## [Stated task]
Copy each of the records below word for word, line by line, and leave out the pictures.

## [Available records]
○ ○ ○

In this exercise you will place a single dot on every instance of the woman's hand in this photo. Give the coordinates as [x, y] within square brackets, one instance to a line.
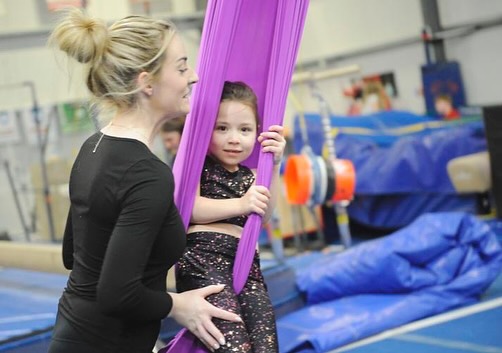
[255, 200]
[273, 141]
[191, 310]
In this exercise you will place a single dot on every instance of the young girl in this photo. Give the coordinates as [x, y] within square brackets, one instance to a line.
[226, 196]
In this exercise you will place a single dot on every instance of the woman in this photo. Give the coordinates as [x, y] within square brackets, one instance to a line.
[123, 231]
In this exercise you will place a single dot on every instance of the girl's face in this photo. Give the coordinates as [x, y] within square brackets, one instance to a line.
[234, 134]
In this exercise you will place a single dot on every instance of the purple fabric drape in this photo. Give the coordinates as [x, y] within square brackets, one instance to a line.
[254, 41]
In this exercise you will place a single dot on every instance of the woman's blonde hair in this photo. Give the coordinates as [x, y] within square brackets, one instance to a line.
[114, 55]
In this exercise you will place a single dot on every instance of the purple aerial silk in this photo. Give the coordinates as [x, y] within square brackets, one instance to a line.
[254, 41]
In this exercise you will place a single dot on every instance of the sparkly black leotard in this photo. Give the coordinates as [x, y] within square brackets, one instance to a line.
[209, 259]
[218, 183]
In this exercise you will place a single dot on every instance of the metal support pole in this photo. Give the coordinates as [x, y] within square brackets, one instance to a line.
[432, 22]
[342, 218]
[16, 200]
[43, 166]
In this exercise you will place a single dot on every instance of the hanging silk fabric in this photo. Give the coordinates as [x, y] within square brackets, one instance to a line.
[254, 41]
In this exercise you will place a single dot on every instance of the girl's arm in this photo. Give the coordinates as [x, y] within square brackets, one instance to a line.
[208, 210]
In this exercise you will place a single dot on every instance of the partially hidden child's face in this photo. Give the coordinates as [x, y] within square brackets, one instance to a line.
[234, 134]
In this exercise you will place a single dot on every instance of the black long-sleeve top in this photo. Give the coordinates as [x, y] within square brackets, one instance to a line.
[122, 235]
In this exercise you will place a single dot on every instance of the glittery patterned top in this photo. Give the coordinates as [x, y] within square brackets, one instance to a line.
[218, 183]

○ ○ ○

## [The result]
In this exercise you will place a single dot on every instance of the woman's hand in this photo. Give the coordinates as [x, y] within square brackets, one instance to a line.
[255, 200]
[273, 141]
[191, 310]
In this exercise you will place a single dot on every instance of the young girl in this photo. Give the coordinates as [x, y] within square brackets, one instance to a line.
[226, 196]
In this exercise you will place a single dot on every instance of the woman in this photo. Give the coordinates as [x, y] within square brackets, one instance to a line.
[123, 231]
In this exercise you will place a single dot on every instance of the girl's face in this photo. Give the coordinates as [x, y] within square brackets, one instance to a line.
[234, 134]
In this exercise you will place a single dot on every instance of the purple fabric drape in this photo. Give the coordinates as [x, y] within square brackets, one instance to a line.
[254, 41]
In this exercise you will place a single dot on every instance of the woman's blonde hair in this photo. Give the coordinates as [x, y] within square brackets, one instance to a line.
[114, 55]
In this exercise you will place a single dot on every instance of the purple aerial silk in this photo. Give the coordinates as [x, y] within square brackets, one instance to a line.
[254, 41]
In this exercise you will place a single dot on every instance of the sparkly black leotard in this photo. Give the coordinates as [x, y] within square brackets, one instance to a line.
[209, 259]
[218, 183]
In this exercise you will place a single dot on every instance of the metal support pole in this photo. Give the coordinates as [x, y] within square brackets, one instance to a line.
[432, 22]
[342, 218]
[16, 200]
[43, 166]
In this exercise you will place a single dot on every instance of the hanging silk fabric in this photo. Give the coordinates as [x, y] within square brackets, one instance to a line.
[254, 41]
In this exercise you will place a single dot on every instance of the girl's arm in this photo. Give the coordinates as [x, y] within square brackets, one instance to a line.
[208, 210]
In this exercise you will place a single dot on every instance of the partially hidden child's face in this photo. Give the coordinates as [x, y] within square brackets, one instance to a line.
[234, 134]
In this exercise you will place a single dot on every instance of the black long-sleeve top in this photo. Give the coordinates as [x, y] within square brackets, one instance to a line.
[122, 235]
In this exercise you will place a single dot on every instance of the glittery patterned top in this photo. Give the coordinates as [x, y] within square brackets, one instance to a line.
[218, 183]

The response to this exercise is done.